# ASSIGNMENT:
Restate word for word each line of the data, starting at the one containing "Target: hockey player sitting on bench" and running through the last.

# AVAILABLE RECORDS:
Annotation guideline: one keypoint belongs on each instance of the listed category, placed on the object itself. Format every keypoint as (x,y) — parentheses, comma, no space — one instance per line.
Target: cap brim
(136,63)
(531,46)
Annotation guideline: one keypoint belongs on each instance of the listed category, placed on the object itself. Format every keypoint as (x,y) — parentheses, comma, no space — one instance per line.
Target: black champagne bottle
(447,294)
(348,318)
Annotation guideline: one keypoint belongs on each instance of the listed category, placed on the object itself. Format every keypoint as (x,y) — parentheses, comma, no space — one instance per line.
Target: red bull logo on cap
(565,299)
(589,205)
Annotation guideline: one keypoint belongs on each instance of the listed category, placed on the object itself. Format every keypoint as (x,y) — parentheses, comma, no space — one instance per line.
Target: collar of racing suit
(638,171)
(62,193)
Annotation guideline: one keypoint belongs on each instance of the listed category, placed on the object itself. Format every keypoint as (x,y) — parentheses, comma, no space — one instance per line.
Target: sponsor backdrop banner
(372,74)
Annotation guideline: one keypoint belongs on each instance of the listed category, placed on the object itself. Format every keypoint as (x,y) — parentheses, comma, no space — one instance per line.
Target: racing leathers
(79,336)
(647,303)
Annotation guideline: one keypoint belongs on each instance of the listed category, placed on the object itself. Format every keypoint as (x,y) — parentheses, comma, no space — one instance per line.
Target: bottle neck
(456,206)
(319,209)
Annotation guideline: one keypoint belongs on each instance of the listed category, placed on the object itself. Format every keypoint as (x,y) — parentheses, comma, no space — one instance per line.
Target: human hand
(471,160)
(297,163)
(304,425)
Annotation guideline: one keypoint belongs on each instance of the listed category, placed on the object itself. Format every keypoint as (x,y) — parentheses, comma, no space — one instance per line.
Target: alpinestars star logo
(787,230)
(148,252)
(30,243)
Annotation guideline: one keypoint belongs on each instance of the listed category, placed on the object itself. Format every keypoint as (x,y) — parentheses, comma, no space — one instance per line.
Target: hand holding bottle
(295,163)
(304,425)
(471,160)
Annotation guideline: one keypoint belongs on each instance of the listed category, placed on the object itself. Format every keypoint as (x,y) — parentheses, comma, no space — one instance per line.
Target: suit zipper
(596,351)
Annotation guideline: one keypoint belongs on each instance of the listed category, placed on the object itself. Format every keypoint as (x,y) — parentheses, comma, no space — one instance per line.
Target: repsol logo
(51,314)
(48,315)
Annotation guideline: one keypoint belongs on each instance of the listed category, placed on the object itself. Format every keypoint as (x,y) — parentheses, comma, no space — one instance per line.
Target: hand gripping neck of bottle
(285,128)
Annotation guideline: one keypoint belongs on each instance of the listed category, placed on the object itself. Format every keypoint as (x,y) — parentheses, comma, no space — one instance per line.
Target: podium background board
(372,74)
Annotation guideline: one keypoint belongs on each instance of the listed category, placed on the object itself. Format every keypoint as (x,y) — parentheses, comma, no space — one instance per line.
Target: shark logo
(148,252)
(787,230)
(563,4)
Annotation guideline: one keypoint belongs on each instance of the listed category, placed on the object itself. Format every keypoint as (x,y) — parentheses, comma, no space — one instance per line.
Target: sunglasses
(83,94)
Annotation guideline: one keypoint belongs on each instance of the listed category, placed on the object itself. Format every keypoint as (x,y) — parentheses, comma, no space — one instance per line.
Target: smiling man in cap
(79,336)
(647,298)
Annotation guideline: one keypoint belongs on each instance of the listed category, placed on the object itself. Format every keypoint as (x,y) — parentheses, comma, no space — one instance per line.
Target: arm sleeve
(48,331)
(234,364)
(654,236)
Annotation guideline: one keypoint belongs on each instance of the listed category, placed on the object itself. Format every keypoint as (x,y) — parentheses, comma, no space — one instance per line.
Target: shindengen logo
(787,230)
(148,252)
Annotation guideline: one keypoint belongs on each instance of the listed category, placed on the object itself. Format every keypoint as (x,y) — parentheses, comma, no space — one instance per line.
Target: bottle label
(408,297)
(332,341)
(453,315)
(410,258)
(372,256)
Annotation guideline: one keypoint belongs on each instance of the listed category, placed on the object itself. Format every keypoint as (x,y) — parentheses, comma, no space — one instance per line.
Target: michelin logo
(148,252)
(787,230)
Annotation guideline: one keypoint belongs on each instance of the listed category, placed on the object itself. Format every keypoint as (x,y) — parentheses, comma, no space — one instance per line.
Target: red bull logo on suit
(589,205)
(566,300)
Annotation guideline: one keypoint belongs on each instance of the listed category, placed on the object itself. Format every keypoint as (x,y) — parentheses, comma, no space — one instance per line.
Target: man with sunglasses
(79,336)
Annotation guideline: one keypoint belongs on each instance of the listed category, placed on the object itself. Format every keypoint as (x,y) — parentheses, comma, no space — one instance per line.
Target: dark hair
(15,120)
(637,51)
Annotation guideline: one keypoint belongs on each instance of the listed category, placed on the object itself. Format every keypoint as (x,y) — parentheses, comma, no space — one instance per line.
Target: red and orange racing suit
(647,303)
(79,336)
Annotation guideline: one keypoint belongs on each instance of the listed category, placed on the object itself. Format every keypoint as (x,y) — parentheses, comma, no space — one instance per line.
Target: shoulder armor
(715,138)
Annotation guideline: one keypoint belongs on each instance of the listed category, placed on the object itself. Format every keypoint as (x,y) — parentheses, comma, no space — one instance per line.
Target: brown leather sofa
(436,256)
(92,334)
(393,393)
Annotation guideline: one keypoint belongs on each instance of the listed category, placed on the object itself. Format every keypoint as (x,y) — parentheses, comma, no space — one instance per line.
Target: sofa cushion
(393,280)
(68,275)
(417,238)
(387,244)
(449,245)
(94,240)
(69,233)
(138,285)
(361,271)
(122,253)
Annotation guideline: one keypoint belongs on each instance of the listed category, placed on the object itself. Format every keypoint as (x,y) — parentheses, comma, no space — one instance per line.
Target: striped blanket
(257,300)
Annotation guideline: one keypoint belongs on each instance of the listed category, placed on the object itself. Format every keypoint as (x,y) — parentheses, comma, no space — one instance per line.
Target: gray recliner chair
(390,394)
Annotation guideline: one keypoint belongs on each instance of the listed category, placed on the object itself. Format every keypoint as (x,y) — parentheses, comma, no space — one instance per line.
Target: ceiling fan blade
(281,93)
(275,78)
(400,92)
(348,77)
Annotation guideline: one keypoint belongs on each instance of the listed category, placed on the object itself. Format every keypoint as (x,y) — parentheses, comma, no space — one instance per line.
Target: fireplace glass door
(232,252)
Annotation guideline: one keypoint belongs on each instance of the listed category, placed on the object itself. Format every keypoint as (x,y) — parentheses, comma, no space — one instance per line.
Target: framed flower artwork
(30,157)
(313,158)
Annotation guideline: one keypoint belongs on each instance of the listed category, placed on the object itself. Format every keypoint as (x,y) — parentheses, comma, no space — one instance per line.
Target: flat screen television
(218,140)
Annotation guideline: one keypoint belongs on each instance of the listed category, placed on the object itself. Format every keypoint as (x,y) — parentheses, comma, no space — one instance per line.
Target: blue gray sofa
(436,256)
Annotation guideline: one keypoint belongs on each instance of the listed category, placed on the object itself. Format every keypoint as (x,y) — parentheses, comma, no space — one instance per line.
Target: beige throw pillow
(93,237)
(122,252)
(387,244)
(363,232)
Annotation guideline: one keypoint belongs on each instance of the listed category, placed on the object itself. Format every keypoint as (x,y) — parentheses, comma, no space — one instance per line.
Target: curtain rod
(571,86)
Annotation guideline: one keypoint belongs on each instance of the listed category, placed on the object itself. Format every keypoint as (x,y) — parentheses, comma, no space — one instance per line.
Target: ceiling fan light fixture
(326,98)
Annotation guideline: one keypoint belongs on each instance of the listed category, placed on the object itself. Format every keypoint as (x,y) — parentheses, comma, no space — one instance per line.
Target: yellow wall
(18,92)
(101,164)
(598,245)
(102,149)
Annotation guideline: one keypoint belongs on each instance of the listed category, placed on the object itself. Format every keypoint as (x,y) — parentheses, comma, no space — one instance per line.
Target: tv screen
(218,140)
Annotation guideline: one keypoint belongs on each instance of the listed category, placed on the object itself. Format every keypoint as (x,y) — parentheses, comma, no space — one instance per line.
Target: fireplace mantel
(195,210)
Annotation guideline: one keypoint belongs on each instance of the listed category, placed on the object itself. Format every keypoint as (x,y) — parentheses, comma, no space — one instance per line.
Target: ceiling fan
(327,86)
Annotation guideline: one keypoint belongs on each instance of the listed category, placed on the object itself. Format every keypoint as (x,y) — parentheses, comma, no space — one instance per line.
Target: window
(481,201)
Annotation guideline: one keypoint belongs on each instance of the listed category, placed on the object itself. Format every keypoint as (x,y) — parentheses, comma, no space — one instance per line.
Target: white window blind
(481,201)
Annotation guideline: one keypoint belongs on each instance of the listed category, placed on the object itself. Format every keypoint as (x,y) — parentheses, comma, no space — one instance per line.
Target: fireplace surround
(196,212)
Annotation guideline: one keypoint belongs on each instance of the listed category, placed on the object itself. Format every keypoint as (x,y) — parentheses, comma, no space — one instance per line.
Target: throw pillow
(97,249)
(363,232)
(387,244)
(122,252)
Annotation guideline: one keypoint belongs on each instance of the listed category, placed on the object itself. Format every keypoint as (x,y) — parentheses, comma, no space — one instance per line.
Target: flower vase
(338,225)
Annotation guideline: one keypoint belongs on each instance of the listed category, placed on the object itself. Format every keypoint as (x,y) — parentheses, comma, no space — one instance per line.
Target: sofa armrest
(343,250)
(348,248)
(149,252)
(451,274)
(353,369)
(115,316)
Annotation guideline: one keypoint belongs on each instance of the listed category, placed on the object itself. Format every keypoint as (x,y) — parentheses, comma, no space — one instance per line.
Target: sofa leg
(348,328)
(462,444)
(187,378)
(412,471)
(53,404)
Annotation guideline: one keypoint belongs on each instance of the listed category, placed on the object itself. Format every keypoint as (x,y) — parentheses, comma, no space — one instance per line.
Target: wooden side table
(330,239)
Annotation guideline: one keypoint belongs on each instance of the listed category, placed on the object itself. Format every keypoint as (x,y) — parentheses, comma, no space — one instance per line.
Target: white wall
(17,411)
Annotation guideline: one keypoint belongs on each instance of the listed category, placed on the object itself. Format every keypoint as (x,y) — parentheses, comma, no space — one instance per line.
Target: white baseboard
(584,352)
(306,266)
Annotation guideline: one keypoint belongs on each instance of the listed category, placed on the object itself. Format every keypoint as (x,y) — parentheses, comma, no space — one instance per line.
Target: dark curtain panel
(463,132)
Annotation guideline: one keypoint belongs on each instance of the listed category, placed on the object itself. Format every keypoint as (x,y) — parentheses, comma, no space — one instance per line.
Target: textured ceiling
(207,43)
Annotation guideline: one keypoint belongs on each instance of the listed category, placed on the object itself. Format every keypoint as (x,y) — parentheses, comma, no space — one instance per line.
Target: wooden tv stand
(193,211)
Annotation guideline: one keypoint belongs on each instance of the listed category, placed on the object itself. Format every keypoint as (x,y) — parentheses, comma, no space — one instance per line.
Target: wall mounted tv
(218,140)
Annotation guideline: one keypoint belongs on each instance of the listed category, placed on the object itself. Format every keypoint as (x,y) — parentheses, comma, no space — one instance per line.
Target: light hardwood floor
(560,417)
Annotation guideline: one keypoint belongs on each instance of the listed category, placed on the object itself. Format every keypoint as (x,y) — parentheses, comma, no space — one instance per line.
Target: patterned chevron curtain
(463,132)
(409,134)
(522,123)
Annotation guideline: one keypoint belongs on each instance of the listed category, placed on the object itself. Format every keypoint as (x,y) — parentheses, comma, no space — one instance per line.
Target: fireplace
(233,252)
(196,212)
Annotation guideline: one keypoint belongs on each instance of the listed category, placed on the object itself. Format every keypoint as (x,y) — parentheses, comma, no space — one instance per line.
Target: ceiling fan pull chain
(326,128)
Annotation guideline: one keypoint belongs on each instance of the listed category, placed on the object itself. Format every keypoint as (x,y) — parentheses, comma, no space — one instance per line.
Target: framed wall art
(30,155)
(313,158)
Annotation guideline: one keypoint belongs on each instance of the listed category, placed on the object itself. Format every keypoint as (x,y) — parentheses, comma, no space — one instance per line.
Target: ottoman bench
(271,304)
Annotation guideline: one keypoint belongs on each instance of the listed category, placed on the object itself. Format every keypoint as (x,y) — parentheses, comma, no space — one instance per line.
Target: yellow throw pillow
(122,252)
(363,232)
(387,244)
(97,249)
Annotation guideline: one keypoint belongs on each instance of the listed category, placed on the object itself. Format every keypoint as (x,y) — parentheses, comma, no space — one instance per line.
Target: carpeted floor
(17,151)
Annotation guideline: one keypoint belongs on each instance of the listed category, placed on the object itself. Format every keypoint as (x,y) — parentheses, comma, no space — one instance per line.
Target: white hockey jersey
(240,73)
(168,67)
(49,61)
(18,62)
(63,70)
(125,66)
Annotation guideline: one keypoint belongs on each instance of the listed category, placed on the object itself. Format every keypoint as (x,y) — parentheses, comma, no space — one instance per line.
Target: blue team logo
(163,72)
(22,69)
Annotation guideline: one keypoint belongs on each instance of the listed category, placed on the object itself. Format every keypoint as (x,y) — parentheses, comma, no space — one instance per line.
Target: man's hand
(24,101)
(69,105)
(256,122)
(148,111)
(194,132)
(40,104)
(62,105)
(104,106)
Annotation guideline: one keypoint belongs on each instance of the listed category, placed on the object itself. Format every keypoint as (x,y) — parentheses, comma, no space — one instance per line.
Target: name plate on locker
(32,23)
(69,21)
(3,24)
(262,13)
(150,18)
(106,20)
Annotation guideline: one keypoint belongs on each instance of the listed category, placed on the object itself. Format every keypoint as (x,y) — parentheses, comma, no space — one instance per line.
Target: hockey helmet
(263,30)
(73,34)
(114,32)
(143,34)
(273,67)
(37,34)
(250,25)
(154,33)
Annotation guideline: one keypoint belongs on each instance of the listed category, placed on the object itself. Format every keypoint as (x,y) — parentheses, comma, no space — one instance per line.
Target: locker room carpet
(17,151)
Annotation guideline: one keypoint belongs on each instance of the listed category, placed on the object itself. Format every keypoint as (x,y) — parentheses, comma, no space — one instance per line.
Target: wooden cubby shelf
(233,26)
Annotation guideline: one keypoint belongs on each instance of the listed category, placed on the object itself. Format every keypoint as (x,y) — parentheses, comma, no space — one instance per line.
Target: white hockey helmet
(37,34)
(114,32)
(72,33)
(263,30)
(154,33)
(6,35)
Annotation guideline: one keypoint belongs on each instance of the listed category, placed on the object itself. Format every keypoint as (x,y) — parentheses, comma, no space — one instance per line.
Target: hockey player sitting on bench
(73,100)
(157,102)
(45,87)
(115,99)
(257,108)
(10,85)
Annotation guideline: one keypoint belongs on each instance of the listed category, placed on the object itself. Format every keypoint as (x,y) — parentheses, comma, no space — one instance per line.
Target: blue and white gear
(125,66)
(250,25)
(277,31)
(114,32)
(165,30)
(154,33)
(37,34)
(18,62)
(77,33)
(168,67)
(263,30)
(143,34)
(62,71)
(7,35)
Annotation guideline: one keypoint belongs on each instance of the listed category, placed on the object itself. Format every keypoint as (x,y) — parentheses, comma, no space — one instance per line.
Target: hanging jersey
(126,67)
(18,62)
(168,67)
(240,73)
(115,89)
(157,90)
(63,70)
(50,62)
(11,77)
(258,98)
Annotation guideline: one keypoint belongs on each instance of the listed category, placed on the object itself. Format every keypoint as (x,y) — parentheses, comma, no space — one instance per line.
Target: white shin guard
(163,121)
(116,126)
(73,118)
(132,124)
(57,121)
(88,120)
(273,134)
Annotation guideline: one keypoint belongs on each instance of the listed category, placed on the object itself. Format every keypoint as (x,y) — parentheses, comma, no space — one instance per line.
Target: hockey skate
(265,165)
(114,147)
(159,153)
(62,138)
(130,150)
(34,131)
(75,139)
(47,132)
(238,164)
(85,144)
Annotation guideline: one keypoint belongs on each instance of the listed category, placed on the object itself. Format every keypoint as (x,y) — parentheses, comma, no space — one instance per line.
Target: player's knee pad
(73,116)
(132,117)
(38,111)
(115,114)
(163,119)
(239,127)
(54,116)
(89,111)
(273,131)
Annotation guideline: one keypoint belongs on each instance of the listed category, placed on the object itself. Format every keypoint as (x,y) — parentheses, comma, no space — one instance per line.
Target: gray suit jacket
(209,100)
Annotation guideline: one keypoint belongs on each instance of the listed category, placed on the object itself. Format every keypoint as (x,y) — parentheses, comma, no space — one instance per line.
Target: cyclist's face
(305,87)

# OUTPUT FOR THIS TASK:
Target: hockey player sitting on bench
(73,100)
(157,102)
(45,87)
(115,99)
(257,108)
(10,85)
Annotation guideline: one keypoint belongs on each instance of the listed category, placed on the object itself. Format every keypoint as (x,y) — parentheses, comma, no space — one instance per line.
Target: blue and white gear
(125,66)
(250,25)
(277,31)
(114,32)
(165,30)
(154,33)
(37,34)
(18,62)
(77,33)
(168,67)
(263,30)
(143,34)
(62,71)
(7,35)
Annotation guideline: one keypoint belongs on each instance of the listed category, placed on the object itself. Format every keypoint as (x,y) — parentheses, comma, no space — one instance per line.
Target: hanging jersey
(126,67)
(18,62)
(168,67)
(240,73)
(115,89)
(157,90)
(63,70)
(50,62)
(11,77)
(258,98)
Annotation guideline: one keypoint belongs on each instance of the listed category, placed on the object itself. Format every keypoint as (x,y) — parentheses, comma, no space — one instance per line.
Target: white shin guard
(163,121)
(116,126)
(73,118)
(132,124)
(57,121)
(88,120)
(273,134)
Annotation guideline: one keypoint belongs on each instance of the listed category, placed on the object itself. Format every keypoint as (x,y) — parentheses, comma, no space — one instance per line.
Target: hockey skate
(265,165)
(114,147)
(159,153)
(62,138)
(130,150)
(34,131)
(75,139)
(47,132)
(238,164)
(85,144)
Annotation guideline: one keypoint belongs on each instance of the listed category, placed on the object itself. Format every keypoint as (x,y) — parentheses, comma, no space — one instance per line.
Target: player's knee pad
(73,116)
(132,117)
(38,111)
(115,114)
(163,119)
(239,127)
(54,116)
(89,111)
(273,131)
Annotation guideline: one keypoint belongs on each instance of the listed category, placed on the object itself. Format every keypoint as (x,y) — parentheses, comma, no space — one instance per line.
Target: gray suit jacket
(209,100)
Annotation guideline: one keypoint belongs on each instance of the listed category, placed on the object itself. Format every keypoint as (x,y) — parentheses, comma, no space — one instance per line.
Target: cyclist's face
(305,87)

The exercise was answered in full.